_Problem A_
Print the passage of the text on Solomon Jackson Woolley below, from "Come on, while" up to and including "December 7, 1851.".

_Text provided_

_ _ _ _ _ _ _

Tag Archives: Pomeroy Ohio

Solomon Jackson Woolley

1851                Rooms at A. Stedman’s, Middleport, Ohio.

1851                Address and City Unknown, New York.

1852                Rooms at John Winkelblack’s, Pomeroy, Ohio.

1852                Rooms at the Odd Fellows’ Hall, Franklin, Louisiana.

1854-1855     Near the Market-House, Shreveport, Louisiana.       

Solomon Jackson Woolley was recorded in five advertisements and one announcement.  Three advertisements and the announcement appeared in the Meigs County Telegraph (Pomeroy, Ohio), One advertisement each in The Planters’ Banner (Franklin, Louisiana) and Shreveport Weekly Times (Shreveport, Louisiana).  The first advertisement in the Meigs County Telegraph ran from April 17 to July 17, 1851.  Sir John Franklin—This brave Navigator has not yet been found, and his wife mourns because she has not his Daguerreotype likeness.  Alas! He put it off until it was to late.

Professor Woolly has taken rooms at A. Stedman’s, in Middleport, where he will remain but a few days, ready and happy to wait on those who may be so fortunate as to give him a call.

Professor Woolly has just received from New York the Electro Galvanico, which enables him to take better Pictures than has ever been taken in the West, and warranted to be inferior to none in the world, and cheaper than any before.

Come on, while every thing is ready.  A cloudy day is as good as any.

The second advertisement ran from December 16, 1851 to March 9, 1852 in Meigs County Telegraph.  Important Discovery in Daguerreotypes.—I would respectfully inform the citizens of Pomeroy that I am now receiving the late and wonderful discoveries in taking Daguerreotypes; and I will be in Pomeroy in December for the purpose of taking pictures.  S. J. Woolly.  New York.  December 7, 1851.

The third advertisement ran from January 20 to April 22, 1852.  Professor Woolly’s Daguerrean Gallery, At John Winkelblack’s, one door east of Lowery’s Tin Shop.  The enlightened citizens of this vicinity are respectfully invited to visit and examine the Pictures of the Gallery.

Pictures set in breastpins, lockets, plain and fancy cases, in strict accordance with the most approved mechanical and artistical improvements of the day.

The citizens of Pomeroy are wise: for they catch the image ere the substance flies; and if every citizen would be so wise, they would not mourn at the neglect.

My Pictures are warranted to please in every respect or no charge.

A cloudy day equally as good as a clear day.

I will stay in Pomeroy but a few days.  S. J. Woolly.   Pomeroy.

The announcement appeared on February 10, 1852.  Prof. Woolly, informs us that he intends remaining but a few days longer.—His Daguerrean Rooms are crowded daily, and his pictures give the highest satisfaction.  Woolly is an artist of more than ordinary merit.  Whilst others have been compelled to leave our town with scarcely anything to do, Woolly has always had a splendid run of custom.  He takes pictures, which for tone and finish rival those of the best artist of the country.  No one should fail to visit his rooms.

_ _ _ _ _ _ _

_Problem B_
Select each line of the rows below that contains the string "light", matching case.

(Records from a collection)
_ _ _ _ _ _ _

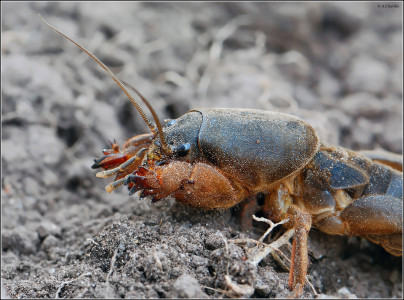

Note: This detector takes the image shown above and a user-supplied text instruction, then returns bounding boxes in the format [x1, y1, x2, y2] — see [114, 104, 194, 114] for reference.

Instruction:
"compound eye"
[165, 119, 177, 127]
[177, 143, 191, 156]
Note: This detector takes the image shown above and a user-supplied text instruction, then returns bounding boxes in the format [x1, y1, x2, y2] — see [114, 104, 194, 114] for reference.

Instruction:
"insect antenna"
[123, 81, 172, 154]
[39, 15, 171, 153]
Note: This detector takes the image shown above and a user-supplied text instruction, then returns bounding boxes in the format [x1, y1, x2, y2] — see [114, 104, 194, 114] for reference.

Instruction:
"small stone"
[172, 274, 208, 298]
[337, 287, 357, 299]
[205, 232, 224, 250]
[1, 227, 39, 255]
[36, 220, 62, 239]
[41, 235, 59, 252]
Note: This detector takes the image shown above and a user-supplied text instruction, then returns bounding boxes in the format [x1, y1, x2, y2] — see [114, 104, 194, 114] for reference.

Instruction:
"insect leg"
[96, 148, 147, 178]
[287, 205, 311, 298]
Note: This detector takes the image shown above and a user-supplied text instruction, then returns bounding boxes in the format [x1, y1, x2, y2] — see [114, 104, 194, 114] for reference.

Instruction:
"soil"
[1, 2, 403, 298]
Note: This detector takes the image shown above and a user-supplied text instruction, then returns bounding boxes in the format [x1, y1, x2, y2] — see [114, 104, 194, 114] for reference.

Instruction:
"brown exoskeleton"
[44, 16, 403, 296]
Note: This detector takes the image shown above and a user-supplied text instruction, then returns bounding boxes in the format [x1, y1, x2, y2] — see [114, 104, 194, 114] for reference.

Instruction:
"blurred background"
[1, 2, 403, 298]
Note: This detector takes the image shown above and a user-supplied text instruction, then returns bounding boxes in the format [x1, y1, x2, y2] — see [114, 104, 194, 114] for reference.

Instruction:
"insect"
[42, 19, 403, 296]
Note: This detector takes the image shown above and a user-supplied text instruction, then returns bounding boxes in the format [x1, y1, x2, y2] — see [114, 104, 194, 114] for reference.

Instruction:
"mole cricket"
[40, 16, 403, 297]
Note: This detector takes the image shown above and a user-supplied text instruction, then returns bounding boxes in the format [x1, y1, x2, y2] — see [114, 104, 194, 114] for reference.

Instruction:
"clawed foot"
[124, 166, 160, 202]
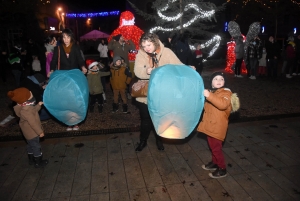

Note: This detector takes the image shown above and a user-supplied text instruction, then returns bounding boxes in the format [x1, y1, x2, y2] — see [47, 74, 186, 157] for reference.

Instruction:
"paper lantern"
[43, 69, 89, 126]
[147, 64, 204, 139]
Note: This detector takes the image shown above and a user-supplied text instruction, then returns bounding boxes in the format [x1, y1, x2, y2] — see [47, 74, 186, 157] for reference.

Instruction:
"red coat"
[197, 88, 232, 141]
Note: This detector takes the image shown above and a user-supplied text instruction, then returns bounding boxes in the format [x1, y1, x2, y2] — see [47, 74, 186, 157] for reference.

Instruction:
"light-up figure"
[108, 11, 144, 61]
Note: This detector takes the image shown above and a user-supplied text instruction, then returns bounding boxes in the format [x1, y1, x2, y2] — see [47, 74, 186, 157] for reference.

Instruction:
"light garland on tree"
[150, 0, 221, 61]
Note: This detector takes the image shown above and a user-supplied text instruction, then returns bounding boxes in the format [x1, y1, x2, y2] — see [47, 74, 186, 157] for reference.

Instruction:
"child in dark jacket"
[86, 60, 110, 113]
[197, 72, 239, 178]
[7, 88, 48, 168]
[110, 56, 132, 113]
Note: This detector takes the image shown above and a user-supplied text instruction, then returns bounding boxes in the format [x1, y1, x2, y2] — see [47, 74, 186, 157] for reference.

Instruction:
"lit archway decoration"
[108, 11, 144, 61]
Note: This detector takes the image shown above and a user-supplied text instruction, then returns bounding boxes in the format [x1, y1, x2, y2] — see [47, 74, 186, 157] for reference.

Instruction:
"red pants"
[207, 136, 226, 168]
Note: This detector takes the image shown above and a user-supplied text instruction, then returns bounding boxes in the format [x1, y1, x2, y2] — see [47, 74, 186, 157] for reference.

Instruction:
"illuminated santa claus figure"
[108, 11, 144, 61]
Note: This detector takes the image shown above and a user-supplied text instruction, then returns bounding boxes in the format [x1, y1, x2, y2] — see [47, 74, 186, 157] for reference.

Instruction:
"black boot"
[156, 136, 165, 151]
[28, 154, 34, 165]
[135, 140, 147, 152]
[112, 103, 119, 113]
[90, 105, 95, 113]
[34, 155, 48, 168]
[98, 104, 103, 113]
[123, 104, 128, 113]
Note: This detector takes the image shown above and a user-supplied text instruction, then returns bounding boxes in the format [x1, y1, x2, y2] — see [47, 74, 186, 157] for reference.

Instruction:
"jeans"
[207, 136, 226, 169]
[137, 102, 160, 141]
[26, 136, 42, 157]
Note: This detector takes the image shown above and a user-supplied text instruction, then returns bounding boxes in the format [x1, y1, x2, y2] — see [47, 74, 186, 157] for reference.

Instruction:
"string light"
[150, 0, 221, 61]
[66, 11, 120, 18]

_ _ _ _ _ _ _

_Complete response A_
Come on, while every thing is ready.  A cloudy day is as good as any.

The second advertisement ran from December 16, 1851 to March 9, 1852 in Meigs County Telegraph.  Important Discovery in Daguerreotypes.—I would respectfully inform the citizens of Pomeroy that I am now receiving the late and wonderful discoveries in taking Daguerreotypes; and I will be in Pomeroy in December for the purpose of taking pictures.  S. J. Woolly.  New York.  December 7, 1851.

_Complete response B_
"light-up figure"
"light garland on tree"
"string light"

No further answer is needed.